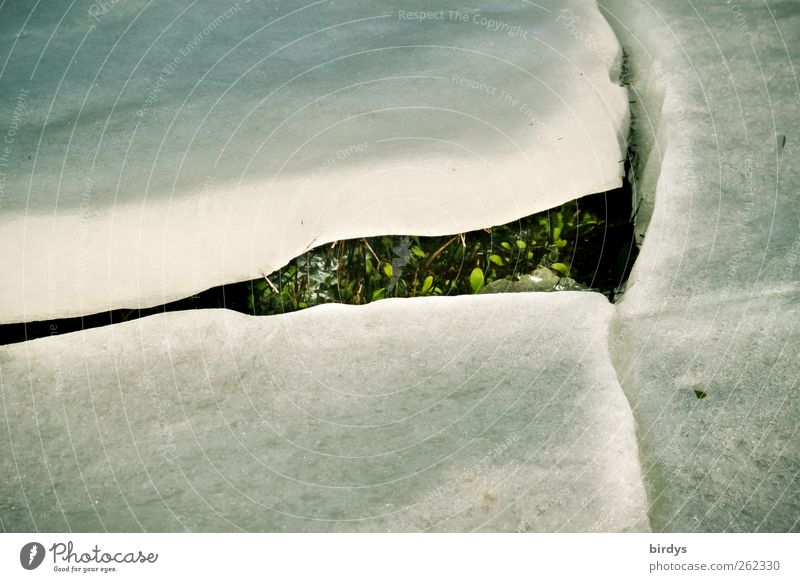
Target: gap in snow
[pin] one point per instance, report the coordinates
(586, 244)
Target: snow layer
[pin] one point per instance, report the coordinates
(706, 338)
(156, 149)
(492, 412)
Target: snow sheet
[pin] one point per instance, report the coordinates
(156, 149)
(706, 338)
(489, 412)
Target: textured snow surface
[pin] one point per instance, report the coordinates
(713, 305)
(496, 412)
(162, 148)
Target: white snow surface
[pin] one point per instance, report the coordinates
(714, 302)
(490, 413)
(157, 149)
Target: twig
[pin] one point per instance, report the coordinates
(371, 251)
(439, 250)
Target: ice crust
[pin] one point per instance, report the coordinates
(493, 413)
(712, 304)
(163, 148)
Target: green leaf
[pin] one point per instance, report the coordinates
(476, 279)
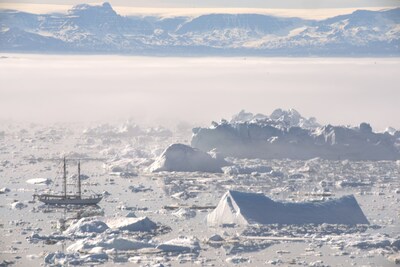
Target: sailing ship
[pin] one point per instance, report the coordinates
(69, 199)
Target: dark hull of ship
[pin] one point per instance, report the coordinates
(69, 200)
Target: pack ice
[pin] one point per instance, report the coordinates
(286, 134)
(243, 208)
(183, 158)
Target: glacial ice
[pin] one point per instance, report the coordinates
(132, 224)
(251, 208)
(286, 134)
(183, 158)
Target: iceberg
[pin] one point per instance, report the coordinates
(241, 208)
(183, 158)
(286, 134)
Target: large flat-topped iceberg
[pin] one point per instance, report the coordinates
(242, 208)
(183, 158)
(286, 134)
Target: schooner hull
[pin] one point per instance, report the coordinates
(70, 201)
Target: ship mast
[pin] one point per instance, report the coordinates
(79, 179)
(65, 179)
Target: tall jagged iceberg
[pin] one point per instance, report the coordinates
(243, 208)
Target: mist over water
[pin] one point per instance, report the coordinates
(154, 90)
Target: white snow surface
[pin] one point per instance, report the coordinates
(183, 158)
(286, 134)
(255, 208)
(39, 181)
(143, 224)
(85, 226)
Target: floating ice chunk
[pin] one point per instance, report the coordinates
(250, 208)
(141, 224)
(231, 170)
(39, 181)
(185, 213)
(395, 258)
(237, 260)
(183, 158)
(86, 226)
(349, 183)
(62, 259)
(180, 245)
(4, 190)
(95, 258)
(124, 244)
(106, 242)
(18, 205)
(130, 214)
(183, 195)
(216, 238)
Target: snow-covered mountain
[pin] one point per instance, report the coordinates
(99, 29)
(286, 134)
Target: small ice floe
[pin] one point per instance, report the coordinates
(130, 214)
(141, 224)
(215, 238)
(350, 183)
(86, 226)
(183, 195)
(48, 239)
(237, 260)
(395, 258)
(184, 213)
(181, 244)
(4, 190)
(104, 241)
(18, 205)
(183, 158)
(234, 170)
(39, 181)
(139, 188)
(60, 258)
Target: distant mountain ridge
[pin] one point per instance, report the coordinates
(99, 29)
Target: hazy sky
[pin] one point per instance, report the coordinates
(168, 90)
(230, 3)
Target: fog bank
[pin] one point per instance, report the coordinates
(155, 90)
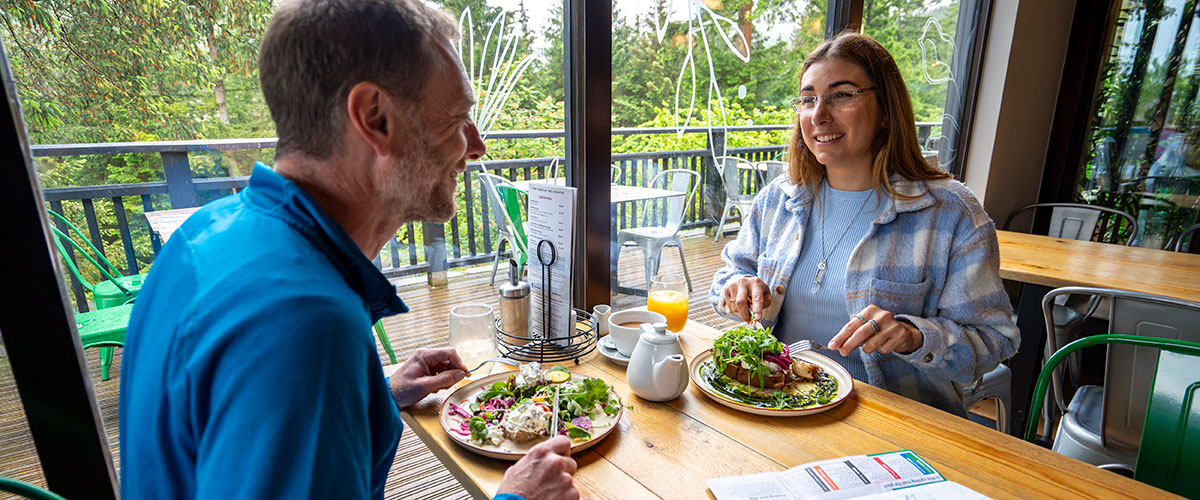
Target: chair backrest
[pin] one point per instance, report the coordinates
(731, 175)
(1169, 455)
(1128, 373)
(1077, 221)
(1180, 246)
(93, 254)
(514, 202)
(681, 181)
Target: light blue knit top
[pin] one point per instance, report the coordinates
(819, 315)
(930, 258)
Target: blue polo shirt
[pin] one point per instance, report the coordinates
(250, 369)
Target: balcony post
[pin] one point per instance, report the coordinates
(711, 190)
(179, 179)
(433, 238)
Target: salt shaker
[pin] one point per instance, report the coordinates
(515, 305)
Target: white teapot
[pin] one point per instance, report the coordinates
(657, 371)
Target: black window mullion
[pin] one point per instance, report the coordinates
(843, 14)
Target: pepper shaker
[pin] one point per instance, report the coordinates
(515, 306)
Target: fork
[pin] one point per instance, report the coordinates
(496, 360)
(803, 345)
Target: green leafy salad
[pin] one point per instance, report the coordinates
(519, 410)
(750, 366)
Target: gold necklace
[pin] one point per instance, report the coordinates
(825, 257)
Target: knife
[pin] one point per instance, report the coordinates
(553, 421)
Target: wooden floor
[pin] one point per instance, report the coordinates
(415, 473)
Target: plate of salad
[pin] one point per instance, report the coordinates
(749, 369)
(505, 414)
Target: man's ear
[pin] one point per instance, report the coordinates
(370, 109)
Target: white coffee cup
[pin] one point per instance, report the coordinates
(625, 337)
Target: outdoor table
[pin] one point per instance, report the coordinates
(1044, 263)
(165, 222)
(618, 194)
(667, 450)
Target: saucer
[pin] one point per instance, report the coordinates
(607, 349)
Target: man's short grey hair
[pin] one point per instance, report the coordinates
(316, 50)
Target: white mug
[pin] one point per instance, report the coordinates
(625, 337)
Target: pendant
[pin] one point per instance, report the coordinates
(816, 283)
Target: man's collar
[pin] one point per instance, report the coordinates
(279, 196)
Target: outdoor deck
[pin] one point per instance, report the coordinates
(415, 473)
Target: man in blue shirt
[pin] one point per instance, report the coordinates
(250, 369)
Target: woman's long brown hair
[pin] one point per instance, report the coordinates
(895, 148)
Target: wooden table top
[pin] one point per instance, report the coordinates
(165, 222)
(1055, 261)
(619, 193)
(667, 450)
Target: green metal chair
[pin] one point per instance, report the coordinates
(1169, 452)
(505, 203)
(383, 339)
(27, 489)
(103, 329)
(115, 289)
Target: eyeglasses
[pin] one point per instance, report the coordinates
(840, 98)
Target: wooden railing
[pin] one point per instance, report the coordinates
(418, 248)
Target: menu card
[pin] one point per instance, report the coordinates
(880, 476)
(551, 218)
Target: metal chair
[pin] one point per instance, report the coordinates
(1075, 221)
(117, 288)
(1103, 425)
(1189, 232)
(383, 339)
(1167, 457)
(103, 329)
(28, 491)
(995, 385)
(114, 290)
(731, 178)
(507, 216)
(1164, 459)
(653, 238)
(769, 169)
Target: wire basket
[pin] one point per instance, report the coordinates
(534, 348)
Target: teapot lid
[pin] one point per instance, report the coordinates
(658, 333)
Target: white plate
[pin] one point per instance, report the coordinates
(466, 393)
(607, 349)
(839, 373)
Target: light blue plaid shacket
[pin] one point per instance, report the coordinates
(933, 260)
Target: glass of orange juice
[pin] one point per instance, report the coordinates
(669, 296)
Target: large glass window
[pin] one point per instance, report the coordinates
(1141, 154)
(701, 116)
(924, 38)
(137, 110)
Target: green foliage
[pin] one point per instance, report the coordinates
(96, 71)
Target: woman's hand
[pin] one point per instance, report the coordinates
(877, 330)
(747, 295)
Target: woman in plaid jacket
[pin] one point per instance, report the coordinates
(917, 305)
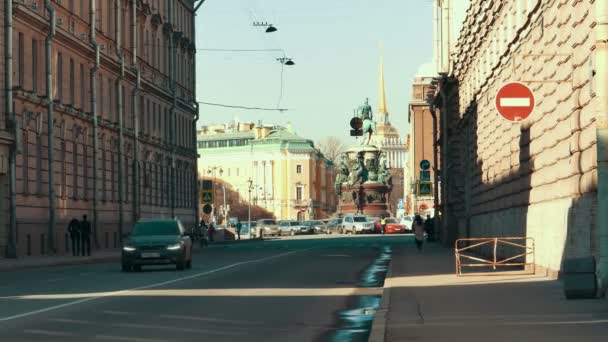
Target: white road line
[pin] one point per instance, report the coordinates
(126, 338)
(49, 333)
(109, 294)
(119, 313)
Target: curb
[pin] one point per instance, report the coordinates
(74, 262)
(378, 331)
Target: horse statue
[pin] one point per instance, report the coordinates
(364, 112)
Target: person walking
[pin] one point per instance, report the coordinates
(238, 229)
(211, 231)
(418, 232)
(85, 236)
(74, 230)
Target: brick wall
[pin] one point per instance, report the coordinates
(536, 178)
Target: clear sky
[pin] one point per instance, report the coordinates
(335, 45)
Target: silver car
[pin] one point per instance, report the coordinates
(357, 224)
(289, 227)
(268, 227)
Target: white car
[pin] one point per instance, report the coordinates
(356, 224)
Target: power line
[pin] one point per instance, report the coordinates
(242, 107)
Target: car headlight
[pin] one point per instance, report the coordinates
(174, 247)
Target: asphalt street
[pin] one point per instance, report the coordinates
(293, 289)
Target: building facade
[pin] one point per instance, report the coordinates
(537, 178)
(101, 119)
(421, 147)
(289, 176)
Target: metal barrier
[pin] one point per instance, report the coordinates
(526, 244)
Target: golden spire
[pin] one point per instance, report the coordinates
(382, 98)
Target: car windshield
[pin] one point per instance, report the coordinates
(156, 228)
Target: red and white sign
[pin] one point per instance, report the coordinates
(515, 101)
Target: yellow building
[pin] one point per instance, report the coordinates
(289, 176)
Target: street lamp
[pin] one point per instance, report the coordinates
(212, 170)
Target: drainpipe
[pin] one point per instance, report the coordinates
(135, 106)
(51, 125)
(443, 127)
(11, 248)
(121, 143)
(435, 167)
(92, 82)
(173, 106)
(601, 60)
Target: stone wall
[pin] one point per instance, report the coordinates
(535, 178)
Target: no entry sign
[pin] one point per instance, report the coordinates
(515, 101)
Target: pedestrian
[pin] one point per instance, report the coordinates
(85, 236)
(418, 231)
(429, 227)
(238, 229)
(74, 230)
(211, 231)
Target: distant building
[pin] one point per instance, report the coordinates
(388, 139)
(420, 147)
(290, 177)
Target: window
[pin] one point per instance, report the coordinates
(71, 81)
(35, 66)
(82, 87)
(39, 162)
(26, 161)
(59, 77)
(74, 169)
(21, 60)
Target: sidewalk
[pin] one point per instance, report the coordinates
(58, 260)
(424, 300)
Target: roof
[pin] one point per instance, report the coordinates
(226, 136)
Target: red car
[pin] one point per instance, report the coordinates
(393, 227)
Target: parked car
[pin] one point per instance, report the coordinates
(357, 224)
(290, 227)
(334, 226)
(157, 242)
(407, 222)
(316, 227)
(268, 227)
(393, 226)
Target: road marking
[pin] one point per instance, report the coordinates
(49, 333)
(147, 326)
(58, 279)
(125, 338)
(116, 293)
(119, 313)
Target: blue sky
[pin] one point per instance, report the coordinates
(335, 45)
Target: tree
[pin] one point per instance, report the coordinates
(331, 147)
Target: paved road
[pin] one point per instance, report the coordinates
(298, 289)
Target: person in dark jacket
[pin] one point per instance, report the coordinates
(85, 236)
(74, 231)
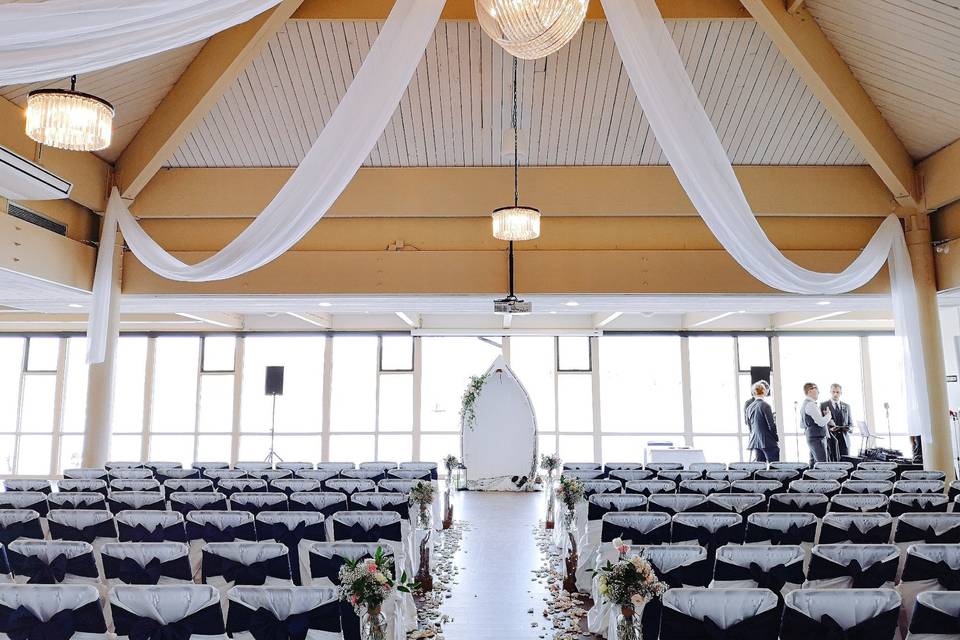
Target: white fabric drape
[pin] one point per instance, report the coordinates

********************

▶ _Exercise details_
Beginning at the line that contains "Target: stone wall", retype each line of the data above through the very last one. Do not retype the pictures.

▶ _Output of the task_
Target: stone wall
[pin] one point per instance, report the coordinates
(535, 178)
Target: no entry sign
[pin] one point per instance, report the coordinates
(515, 101)
Target: pedestrian
[pin] one point per instance, report the coordinates
(85, 236)
(418, 231)
(429, 227)
(238, 229)
(74, 230)
(211, 231)
Target: distant building
[pin] one point per instance, report the coordinates
(388, 139)
(420, 147)
(290, 177)
Target: window
[pin] one point per instance, report the coordinates
(71, 81)
(35, 66)
(82, 87)
(39, 162)
(26, 161)
(59, 77)
(74, 169)
(21, 60)
Target: sidewalk
[pin] one point per instance, report the coordinates
(58, 260)
(424, 300)
Target: roof
[pin] one point per instance, report the coordinates
(226, 136)
Target: red car
[pin] one point per instance, report the coordinates
(393, 227)
Target: parked car
[pin] one point per instance, report the coordinates
(357, 224)
(290, 227)
(334, 226)
(157, 242)
(407, 222)
(316, 227)
(268, 227)
(393, 226)
Target: road marking
[pin] one point per instance, report the coordinates
(49, 333)
(147, 326)
(58, 279)
(125, 338)
(116, 293)
(119, 313)
Target: blue sky
[pin] one point per instance, report the coordinates
(335, 45)
Target: tree
[pin] one point per instance, report the coordinates
(331, 147)
Target: paved road
[pin] one point per instance, report the coordinates
(298, 289)
Target: person in dark jacket
[pin] one point per instance, report the coordinates
(85, 236)
(74, 231)
Target: white fabric drape
[pin] one point per instance, report the coordinates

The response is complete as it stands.